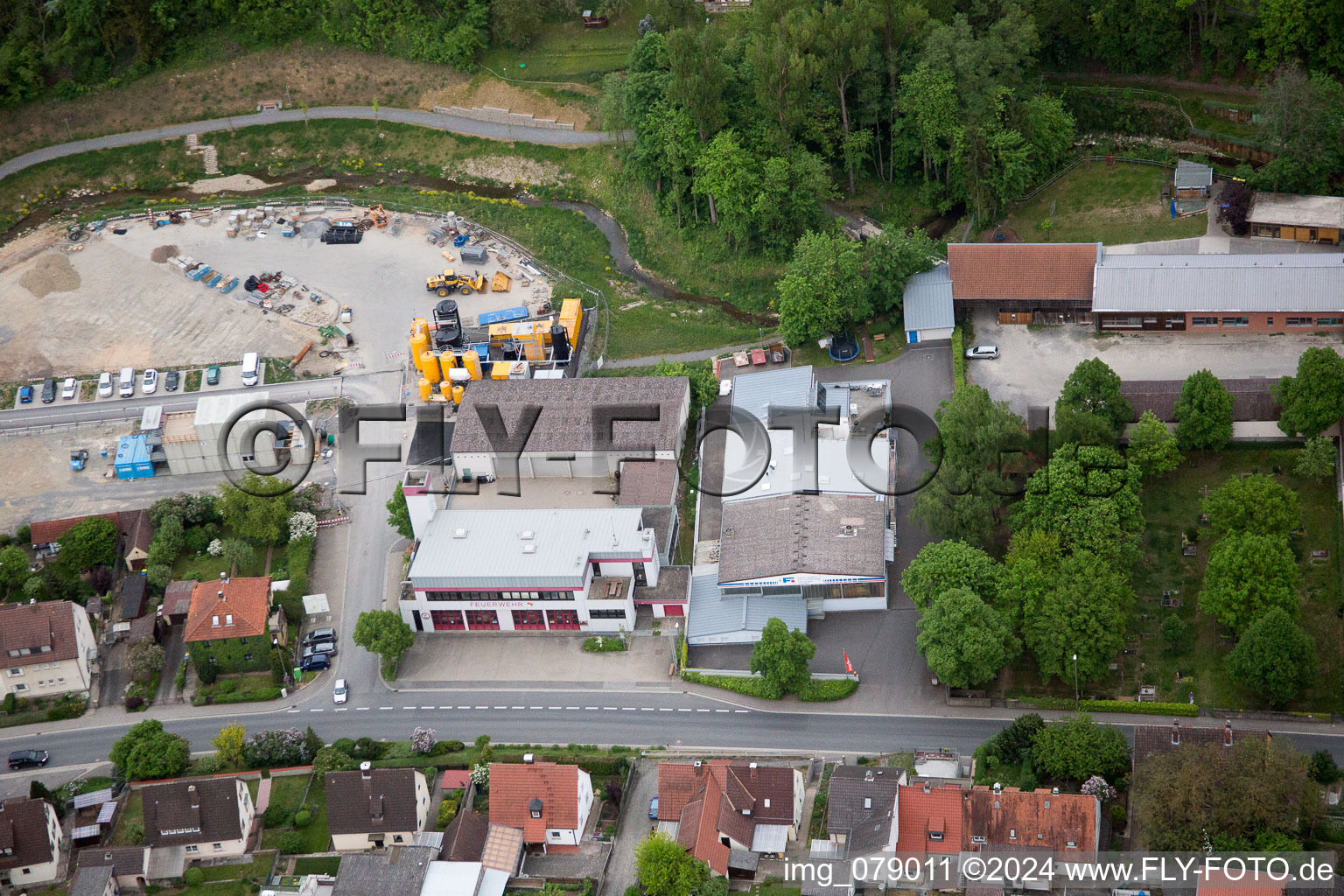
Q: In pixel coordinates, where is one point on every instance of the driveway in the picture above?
(880, 645)
(1035, 361)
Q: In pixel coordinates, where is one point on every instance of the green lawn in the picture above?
(1171, 506)
(1095, 203)
(566, 50)
(132, 816)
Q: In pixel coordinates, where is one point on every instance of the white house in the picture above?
(47, 648)
(30, 843)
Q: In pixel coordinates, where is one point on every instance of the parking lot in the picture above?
(1035, 361)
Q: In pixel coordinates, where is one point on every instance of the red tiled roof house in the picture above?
(228, 624)
(724, 808)
(550, 803)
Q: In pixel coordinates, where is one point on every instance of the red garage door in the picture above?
(562, 620)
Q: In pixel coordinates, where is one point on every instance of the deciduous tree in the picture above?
(964, 641)
(1274, 659)
(1246, 577)
(1203, 414)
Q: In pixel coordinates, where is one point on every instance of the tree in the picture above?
(1152, 446)
(14, 567)
(228, 743)
(258, 509)
(1088, 496)
(1075, 748)
(1236, 200)
(782, 657)
(237, 554)
(1316, 459)
(1274, 659)
(1256, 788)
(1082, 614)
(1256, 504)
(1313, 401)
(385, 633)
(147, 662)
(89, 543)
(1246, 577)
(942, 566)
(1203, 414)
(666, 868)
(976, 446)
(1093, 387)
(148, 752)
(964, 641)
(822, 290)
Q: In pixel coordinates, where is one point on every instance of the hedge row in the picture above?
(1115, 705)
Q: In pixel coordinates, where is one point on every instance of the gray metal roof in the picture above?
(840, 535)
(489, 549)
(735, 618)
(1191, 173)
(928, 298)
(1289, 284)
(782, 387)
(1289, 208)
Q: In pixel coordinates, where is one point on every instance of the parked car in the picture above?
(326, 647)
(29, 758)
(318, 635)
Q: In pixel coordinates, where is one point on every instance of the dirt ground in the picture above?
(318, 74)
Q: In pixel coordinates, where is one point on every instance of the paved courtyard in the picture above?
(1033, 363)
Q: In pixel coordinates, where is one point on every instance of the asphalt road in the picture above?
(402, 116)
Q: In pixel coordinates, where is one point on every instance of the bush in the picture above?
(290, 843)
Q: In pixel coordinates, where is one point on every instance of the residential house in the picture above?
(584, 427)
(228, 624)
(195, 818)
(47, 648)
(128, 864)
(135, 532)
(1155, 740)
(93, 880)
(1306, 220)
(375, 808)
(862, 808)
(729, 815)
(30, 843)
(549, 802)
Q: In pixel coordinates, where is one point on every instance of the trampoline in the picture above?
(843, 348)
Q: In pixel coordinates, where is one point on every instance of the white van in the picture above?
(250, 364)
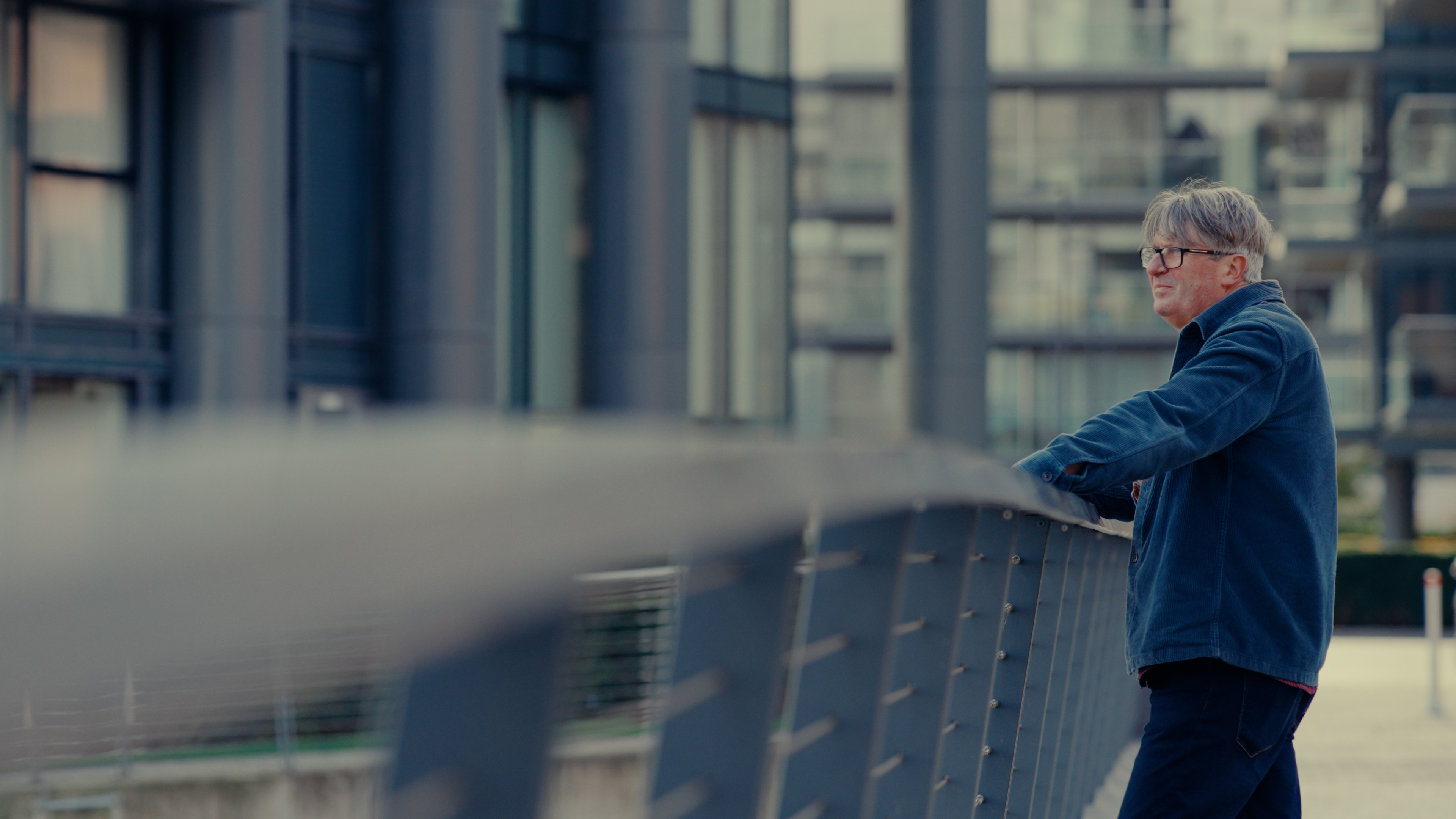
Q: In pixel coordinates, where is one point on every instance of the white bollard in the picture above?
(1432, 581)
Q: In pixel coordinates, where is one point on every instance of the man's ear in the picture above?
(1238, 264)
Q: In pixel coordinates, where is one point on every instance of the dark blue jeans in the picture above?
(1218, 745)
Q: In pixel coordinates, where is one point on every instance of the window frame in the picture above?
(132, 347)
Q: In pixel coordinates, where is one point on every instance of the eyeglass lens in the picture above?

+++

• Problem requirements
Output only the lines running from the line with "row in the picture above?" through the last line of the entries above, inclusive, with pictures excluded.

• Output of the exercise
Q: In pixel coordinates, where is one point on every instance of the hedge row in the picture above?
(1115, 705)
Q: In pixel coordinates, where is one point on every instance of the gray metal roof in the picture above?
(840, 535)
(489, 549)
(735, 618)
(1191, 173)
(928, 298)
(1289, 284)
(782, 387)
(1289, 208)
Q: In pixel coordinates, where is one point on every instance of the parked car in the picture above?
(326, 647)
(29, 758)
(318, 635)
Q: In pixel coordinates, where is one point on every instance of the dirt ground in the picture above?
(318, 74)
Q: In pixel coordinates, where is one point on every instance of the paved courtyard in the picture above?
(1033, 363)
Q: In pixel coordinates, where is one point on every instance of the asphalt road in the picture above?
(402, 116)
Q: In pixel coordinates, where is one point on every instance of the bush in the picture above?
(290, 843)
Q: In pixel coordinates, where is one point on every instance of the residential house in the picture above?
(584, 427)
(228, 624)
(195, 818)
(47, 648)
(128, 864)
(135, 532)
(1155, 740)
(93, 880)
(1306, 220)
(375, 808)
(862, 808)
(729, 815)
(30, 843)
(549, 802)
Q: In pixel coordinates, where is one point on every instance of the trampoline in the picture above?
(843, 348)
Q: In pixel coordinates, where is one point on every instance of the white van in the picture above?
(250, 364)
Q: In pixel coordinates, where is one point on every instance of the white bollard in the picture above?
(1432, 581)
Q: In pixel coordinates, where is one point on every instance of the man's ear in the picture above?
(1238, 264)
Q: In pixel coordinates, where is one point on every instance of the dark blue jeans in the picture above?
(1218, 745)
Q: In pixel coordinates, where is one point on every instance of the window frame in the picture above?
(132, 347)
Q: In pixel coordinates, where is one point on every instance of the eyeglass lens in the picture above?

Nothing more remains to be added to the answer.